(Records of labeled boxes)
·····

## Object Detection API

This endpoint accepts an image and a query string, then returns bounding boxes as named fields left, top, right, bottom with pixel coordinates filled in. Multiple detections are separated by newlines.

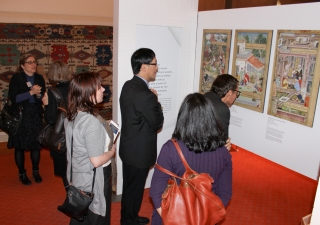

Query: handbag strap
left=156, top=138, right=196, bottom=180
left=70, top=124, right=96, bottom=192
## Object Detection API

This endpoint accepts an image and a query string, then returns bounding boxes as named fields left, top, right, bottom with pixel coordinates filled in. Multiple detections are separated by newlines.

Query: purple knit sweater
left=150, top=140, right=232, bottom=225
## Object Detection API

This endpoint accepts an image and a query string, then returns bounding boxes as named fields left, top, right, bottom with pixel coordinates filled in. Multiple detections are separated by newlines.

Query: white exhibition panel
left=113, top=0, right=198, bottom=195
left=136, top=25, right=182, bottom=187
left=194, top=3, right=320, bottom=180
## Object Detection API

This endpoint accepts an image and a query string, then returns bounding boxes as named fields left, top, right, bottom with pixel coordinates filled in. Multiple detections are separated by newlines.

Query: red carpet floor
left=0, top=147, right=317, bottom=225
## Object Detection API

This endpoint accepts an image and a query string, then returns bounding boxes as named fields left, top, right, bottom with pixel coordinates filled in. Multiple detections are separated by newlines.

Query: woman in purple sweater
left=150, top=93, right=232, bottom=225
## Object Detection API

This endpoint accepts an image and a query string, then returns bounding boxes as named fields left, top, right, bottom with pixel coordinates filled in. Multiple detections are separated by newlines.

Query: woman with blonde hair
left=7, top=54, right=46, bottom=185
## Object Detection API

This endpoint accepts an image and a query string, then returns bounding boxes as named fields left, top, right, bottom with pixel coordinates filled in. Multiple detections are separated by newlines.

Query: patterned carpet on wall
left=0, top=143, right=317, bottom=225
left=0, top=23, right=113, bottom=119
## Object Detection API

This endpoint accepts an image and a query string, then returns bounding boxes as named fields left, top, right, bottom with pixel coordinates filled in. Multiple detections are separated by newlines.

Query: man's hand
left=150, top=88, right=158, bottom=97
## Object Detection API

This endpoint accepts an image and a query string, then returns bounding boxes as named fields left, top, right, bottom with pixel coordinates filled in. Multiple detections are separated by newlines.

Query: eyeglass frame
left=146, top=62, right=158, bottom=66
left=232, top=90, right=241, bottom=98
left=24, top=61, right=38, bottom=65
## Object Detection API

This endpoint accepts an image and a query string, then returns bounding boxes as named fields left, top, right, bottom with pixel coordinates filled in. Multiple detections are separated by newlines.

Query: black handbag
left=38, top=87, right=66, bottom=153
left=0, top=98, right=23, bottom=136
left=58, top=131, right=96, bottom=221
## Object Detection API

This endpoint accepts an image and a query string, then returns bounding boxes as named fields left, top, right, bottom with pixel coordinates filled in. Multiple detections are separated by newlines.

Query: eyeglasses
left=233, top=90, right=241, bottom=98
left=24, top=61, right=38, bottom=65
left=147, top=63, right=158, bottom=66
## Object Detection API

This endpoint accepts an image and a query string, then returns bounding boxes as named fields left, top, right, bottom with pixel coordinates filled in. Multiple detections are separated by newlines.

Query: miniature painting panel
left=232, top=30, right=272, bottom=112
left=268, top=31, right=320, bottom=127
left=199, top=30, right=231, bottom=93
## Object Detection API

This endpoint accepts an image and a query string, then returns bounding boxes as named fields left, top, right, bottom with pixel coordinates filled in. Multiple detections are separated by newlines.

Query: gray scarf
left=97, top=115, right=117, bottom=192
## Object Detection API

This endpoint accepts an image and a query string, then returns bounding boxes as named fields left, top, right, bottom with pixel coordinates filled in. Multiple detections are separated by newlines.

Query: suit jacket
left=8, top=72, right=46, bottom=114
left=119, top=76, right=164, bottom=169
left=204, top=91, right=230, bottom=140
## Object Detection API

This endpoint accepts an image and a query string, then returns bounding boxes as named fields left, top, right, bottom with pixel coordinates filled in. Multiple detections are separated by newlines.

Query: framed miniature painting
left=268, top=30, right=320, bottom=127
left=232, top=30, right=272, bottom=113
left=199, top=29, right=231, bottom=93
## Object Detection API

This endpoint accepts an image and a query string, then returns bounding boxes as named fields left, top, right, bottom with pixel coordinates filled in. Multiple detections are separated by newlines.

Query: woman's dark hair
left=67, top=72, right=101, bottom=121
left=17, top=54, right=37, bottom=72
left=172, top=93, right=225, bottom=153
left=131, top=48, right=156, bottom=75
left=210, top=74, right=239, bottom=98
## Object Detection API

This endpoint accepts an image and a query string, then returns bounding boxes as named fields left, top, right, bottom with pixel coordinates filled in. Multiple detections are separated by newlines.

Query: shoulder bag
left=0, top=75, right=23, bottom=136
left=156, top=139, right=226, bottom=225
left=38, top=87, right=66, bottom=153
left=0, top=98, right=23, bottom=136
left=58, top=130, right=96, bottom=221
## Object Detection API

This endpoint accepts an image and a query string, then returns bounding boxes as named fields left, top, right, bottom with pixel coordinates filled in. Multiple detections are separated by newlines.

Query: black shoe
left=33, top=170, right=42, bottom=183
left=19, top=172, right=31, bottom=185
left=136, top=216, right=150, bottom=224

·····

> GIVEN INSTRUCTION:
Copy the data above in full, starting at its first line and ending at the line that contains "left=150, top=93, right=232, bottom=225", with every bounding-box pixel coordinate increased by 71. Leave the pictures out of your answer.

> CORRECT ANSWER:
## Object Detection API

This endpoint accepts an image and a query string, then returns bounding boxes as named fields left, top, right, bottom with pixel coordinates filled in. Multiple detections are separated by newlines.


Query: handbag strap
left=227, top=209, right=267, bottom=251
left=141, top=195, right=167, bottom=263
## Object Detection API

This endpoint accepts an image and a query string, then returns bounding boxes as named fields left, top, right, bottom with pixel coordinates filled in. Multiple detections are separated by newlines.

Query: purple knit sweater
left=221, top=211, right=303, bottom=296
## Object Detection API

This endpoint accepts an image and a query string, then returns bounding boxes as named fields left, top, right, bottom with pixel coordinates filled in. Multiple detections are separated by newlines.

Query: white exhibition panel
left=184, top=71, right=269, bottom=266
left=207, top=96, right=253, bottom=258
left=265, top=74, right=391, bottom=251
## Object Detection API

This endpoint accepts an image and a query string, then returns bounding boxes as named fields left, top, right, bottom with pixel coordinates filled in. Multiple detections are separated by newlines.

Query: red carpet floor
left=71, top=218, right=388, bottom=296
## Object Detection API

This endpoint accepts an image and a query string, then returns bounding boxes as named fields left, top, right, bottom with pixel coordinates filled in. Multiple detections are separated by newlines.

Query: woman in purple sweater
left=221, top=164, right=303, bottom=296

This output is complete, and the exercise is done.